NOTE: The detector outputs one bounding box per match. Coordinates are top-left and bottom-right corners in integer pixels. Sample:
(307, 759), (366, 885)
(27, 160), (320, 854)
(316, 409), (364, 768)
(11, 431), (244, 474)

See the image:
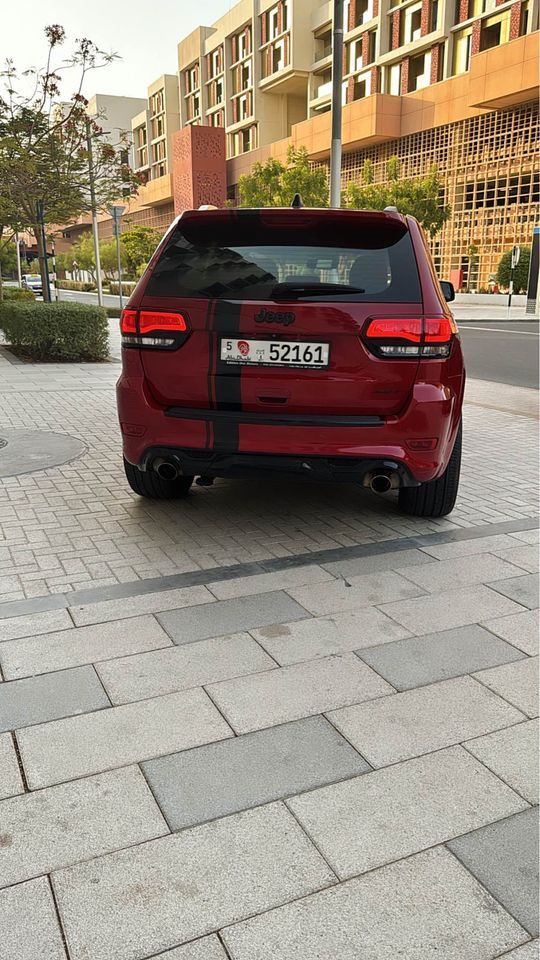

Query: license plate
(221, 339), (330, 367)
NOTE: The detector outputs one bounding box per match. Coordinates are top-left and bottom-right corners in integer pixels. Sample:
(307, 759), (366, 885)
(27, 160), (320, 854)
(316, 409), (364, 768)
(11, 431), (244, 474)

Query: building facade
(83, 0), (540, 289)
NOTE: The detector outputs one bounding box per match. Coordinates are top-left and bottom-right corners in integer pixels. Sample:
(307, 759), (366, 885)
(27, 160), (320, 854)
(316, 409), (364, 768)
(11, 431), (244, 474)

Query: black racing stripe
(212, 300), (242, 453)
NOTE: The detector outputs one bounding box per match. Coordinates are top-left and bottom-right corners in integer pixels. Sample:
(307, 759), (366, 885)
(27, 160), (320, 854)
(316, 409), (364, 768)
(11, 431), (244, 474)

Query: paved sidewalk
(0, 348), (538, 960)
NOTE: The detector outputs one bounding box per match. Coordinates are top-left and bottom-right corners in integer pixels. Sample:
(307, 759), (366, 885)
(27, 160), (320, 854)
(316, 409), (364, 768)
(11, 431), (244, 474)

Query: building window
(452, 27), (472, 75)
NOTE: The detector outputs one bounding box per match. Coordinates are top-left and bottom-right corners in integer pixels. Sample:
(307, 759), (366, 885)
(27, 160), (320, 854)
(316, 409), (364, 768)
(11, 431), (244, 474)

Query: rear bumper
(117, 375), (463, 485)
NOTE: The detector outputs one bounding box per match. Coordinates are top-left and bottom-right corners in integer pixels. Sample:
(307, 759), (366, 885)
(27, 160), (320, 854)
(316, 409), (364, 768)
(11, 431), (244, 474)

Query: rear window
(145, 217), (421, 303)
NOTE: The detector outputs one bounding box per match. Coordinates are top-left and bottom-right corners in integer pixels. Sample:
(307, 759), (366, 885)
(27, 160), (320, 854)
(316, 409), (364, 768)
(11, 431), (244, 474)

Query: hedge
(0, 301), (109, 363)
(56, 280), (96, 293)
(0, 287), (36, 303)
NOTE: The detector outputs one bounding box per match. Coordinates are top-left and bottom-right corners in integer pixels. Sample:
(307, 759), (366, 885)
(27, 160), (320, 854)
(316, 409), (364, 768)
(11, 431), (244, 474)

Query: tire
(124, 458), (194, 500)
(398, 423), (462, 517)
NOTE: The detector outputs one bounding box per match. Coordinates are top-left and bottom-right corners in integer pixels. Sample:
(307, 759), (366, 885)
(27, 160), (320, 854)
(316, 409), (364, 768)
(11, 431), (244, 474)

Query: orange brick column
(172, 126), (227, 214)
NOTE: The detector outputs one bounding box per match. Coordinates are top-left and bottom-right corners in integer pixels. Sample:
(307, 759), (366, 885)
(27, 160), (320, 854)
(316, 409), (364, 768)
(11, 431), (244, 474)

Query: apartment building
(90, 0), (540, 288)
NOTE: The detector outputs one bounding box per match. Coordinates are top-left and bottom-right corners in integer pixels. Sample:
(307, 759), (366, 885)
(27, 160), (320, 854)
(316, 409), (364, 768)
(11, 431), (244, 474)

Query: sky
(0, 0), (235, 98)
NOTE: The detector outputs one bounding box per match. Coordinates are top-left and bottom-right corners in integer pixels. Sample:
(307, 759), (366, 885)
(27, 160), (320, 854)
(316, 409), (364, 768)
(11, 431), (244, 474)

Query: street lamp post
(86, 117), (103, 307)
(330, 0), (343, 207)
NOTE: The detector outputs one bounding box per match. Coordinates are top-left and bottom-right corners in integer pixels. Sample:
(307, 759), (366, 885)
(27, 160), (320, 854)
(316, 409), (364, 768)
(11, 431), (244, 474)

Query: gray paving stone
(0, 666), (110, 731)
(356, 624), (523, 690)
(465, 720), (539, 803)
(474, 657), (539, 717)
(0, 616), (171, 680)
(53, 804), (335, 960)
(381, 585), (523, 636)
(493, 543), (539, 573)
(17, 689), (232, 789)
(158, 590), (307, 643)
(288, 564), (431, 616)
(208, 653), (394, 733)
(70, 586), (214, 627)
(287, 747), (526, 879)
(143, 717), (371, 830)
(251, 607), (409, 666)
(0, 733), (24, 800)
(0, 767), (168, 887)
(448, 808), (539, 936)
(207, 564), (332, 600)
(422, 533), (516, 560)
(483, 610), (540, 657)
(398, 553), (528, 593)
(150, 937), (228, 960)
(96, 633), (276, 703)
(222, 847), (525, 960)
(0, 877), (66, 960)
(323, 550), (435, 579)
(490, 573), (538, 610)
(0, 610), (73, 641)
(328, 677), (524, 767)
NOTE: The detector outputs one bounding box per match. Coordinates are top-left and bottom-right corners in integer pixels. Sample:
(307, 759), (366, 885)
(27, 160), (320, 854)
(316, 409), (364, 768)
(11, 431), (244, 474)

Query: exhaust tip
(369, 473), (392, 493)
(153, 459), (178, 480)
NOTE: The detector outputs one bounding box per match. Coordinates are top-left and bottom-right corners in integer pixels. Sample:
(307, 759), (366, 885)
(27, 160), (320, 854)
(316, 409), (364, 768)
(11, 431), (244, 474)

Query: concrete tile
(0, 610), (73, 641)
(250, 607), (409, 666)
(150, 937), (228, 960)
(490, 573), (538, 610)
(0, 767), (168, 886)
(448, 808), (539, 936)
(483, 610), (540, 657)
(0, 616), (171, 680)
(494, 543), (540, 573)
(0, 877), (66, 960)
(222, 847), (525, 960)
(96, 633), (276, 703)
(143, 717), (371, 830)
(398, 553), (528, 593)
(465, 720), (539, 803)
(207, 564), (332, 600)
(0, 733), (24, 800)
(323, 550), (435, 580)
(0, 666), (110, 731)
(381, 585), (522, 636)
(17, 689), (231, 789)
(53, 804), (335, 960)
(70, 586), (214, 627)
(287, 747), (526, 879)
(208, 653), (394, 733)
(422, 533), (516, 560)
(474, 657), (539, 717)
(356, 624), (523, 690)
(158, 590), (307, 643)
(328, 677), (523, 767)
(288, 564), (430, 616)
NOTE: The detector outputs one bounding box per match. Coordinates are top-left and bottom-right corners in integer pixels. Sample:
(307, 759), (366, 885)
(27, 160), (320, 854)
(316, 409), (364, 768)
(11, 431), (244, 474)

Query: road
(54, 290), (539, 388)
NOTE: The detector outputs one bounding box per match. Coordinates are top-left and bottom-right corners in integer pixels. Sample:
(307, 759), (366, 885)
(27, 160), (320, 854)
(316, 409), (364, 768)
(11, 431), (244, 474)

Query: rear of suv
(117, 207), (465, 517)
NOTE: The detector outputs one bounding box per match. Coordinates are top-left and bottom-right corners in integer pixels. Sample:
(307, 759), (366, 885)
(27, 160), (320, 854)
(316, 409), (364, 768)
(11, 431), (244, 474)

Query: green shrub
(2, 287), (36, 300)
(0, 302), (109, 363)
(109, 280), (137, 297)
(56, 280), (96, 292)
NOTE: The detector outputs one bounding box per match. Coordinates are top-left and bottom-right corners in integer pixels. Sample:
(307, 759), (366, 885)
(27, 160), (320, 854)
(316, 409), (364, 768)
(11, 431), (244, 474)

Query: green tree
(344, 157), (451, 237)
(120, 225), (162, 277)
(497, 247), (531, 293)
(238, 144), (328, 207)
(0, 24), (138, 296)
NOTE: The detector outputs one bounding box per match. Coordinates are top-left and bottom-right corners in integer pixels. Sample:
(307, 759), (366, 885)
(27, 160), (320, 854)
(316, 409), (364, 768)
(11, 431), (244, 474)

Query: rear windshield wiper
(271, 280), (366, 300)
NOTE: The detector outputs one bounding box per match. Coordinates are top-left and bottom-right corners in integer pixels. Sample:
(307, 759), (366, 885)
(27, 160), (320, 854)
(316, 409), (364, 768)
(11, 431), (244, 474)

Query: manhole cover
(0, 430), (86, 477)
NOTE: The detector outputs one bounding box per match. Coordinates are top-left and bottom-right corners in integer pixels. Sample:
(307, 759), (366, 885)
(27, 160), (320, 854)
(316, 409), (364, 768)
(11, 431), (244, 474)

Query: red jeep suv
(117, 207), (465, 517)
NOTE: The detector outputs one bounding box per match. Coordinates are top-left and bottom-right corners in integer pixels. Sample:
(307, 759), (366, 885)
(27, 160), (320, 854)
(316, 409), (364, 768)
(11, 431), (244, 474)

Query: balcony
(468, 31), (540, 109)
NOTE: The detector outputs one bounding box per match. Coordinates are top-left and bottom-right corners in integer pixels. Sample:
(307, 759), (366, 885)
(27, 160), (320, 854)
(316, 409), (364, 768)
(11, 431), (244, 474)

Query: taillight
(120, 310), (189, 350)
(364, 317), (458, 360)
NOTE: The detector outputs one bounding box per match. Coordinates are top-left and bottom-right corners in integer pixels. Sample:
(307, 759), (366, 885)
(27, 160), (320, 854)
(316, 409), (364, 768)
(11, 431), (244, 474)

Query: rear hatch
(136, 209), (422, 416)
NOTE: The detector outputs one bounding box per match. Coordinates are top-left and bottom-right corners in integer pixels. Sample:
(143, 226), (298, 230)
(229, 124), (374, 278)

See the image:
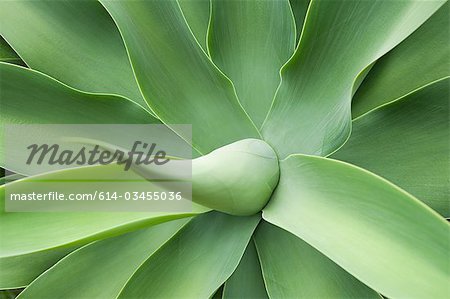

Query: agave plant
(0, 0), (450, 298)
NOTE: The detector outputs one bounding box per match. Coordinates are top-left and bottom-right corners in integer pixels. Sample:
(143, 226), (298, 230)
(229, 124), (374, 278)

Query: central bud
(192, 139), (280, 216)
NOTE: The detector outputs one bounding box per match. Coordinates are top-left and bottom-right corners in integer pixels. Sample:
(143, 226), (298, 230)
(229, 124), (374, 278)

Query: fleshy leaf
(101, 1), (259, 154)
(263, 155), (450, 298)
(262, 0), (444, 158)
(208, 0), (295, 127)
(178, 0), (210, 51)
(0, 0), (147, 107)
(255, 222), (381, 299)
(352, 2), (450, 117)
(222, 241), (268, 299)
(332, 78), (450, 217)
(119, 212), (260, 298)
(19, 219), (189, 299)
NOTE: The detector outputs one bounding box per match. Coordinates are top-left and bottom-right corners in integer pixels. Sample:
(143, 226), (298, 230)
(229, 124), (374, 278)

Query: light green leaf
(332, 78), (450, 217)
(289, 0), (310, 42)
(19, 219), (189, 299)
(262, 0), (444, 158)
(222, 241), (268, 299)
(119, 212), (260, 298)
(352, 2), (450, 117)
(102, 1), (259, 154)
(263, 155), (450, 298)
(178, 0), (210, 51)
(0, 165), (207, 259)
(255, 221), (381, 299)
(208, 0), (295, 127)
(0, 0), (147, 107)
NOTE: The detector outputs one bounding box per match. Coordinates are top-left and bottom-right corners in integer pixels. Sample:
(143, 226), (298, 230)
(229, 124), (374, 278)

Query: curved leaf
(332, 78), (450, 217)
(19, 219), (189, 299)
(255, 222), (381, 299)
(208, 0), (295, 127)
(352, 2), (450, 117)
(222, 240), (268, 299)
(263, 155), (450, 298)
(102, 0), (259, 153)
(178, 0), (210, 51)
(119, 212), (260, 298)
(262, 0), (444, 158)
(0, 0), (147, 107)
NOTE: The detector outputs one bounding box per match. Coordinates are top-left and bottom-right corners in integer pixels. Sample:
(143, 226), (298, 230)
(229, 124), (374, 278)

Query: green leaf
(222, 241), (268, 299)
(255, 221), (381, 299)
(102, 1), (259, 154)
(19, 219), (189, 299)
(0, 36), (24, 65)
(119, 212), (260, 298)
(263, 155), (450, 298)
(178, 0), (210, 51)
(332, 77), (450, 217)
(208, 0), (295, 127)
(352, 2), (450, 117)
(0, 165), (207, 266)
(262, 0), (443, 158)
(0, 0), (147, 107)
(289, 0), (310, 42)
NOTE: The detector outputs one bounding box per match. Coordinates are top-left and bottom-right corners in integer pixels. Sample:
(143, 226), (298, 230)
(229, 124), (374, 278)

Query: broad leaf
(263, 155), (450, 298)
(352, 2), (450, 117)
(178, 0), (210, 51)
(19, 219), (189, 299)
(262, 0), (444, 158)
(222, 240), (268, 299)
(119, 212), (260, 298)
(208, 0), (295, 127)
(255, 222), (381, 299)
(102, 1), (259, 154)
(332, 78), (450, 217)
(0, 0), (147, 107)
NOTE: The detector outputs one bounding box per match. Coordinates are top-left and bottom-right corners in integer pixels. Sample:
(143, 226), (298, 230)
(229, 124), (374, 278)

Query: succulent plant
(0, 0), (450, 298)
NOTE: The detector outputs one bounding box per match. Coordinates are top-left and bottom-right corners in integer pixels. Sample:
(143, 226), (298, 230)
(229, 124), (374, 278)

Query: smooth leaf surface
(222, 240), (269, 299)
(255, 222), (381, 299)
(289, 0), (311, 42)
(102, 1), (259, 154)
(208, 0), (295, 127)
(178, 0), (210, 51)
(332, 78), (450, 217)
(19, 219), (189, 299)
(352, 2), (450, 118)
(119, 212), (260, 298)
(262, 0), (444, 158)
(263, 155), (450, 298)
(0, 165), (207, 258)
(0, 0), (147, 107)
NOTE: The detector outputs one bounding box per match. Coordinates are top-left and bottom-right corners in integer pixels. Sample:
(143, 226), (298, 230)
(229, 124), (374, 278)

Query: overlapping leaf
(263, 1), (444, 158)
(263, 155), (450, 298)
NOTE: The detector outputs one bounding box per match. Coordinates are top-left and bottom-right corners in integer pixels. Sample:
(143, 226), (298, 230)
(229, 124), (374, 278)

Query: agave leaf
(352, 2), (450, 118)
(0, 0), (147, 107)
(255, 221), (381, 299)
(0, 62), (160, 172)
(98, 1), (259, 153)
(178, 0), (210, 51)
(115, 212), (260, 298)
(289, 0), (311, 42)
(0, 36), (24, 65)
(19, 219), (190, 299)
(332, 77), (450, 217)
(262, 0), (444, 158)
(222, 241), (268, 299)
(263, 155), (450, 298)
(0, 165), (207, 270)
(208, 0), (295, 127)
──────
Set problem> Keep only the lines of the records that contain the word "plant", and copy each one.

Answer to this exercise>
Query: agave plant
Query: succulent plant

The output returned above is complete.